What you have to do
Copy each of the following items line for line, without changing a character, and leave the pictures out of your copy.

The input
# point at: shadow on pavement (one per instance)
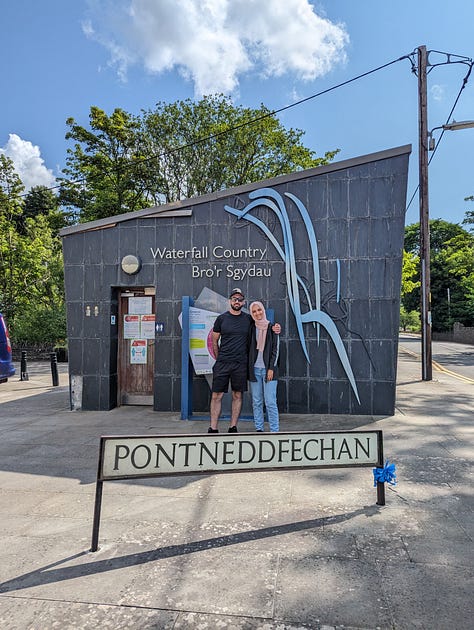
(50, 574)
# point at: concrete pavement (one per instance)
(270, 550)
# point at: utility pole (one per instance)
(426, 350)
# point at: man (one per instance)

Output
# point at: shadow on pavement (one per instance)
(50, 574)
# point at: concrete pavement (one per instance)
(270, 550)
# point at: utility pole (one per instance)
(426, 350)
# point at: man (one per instance)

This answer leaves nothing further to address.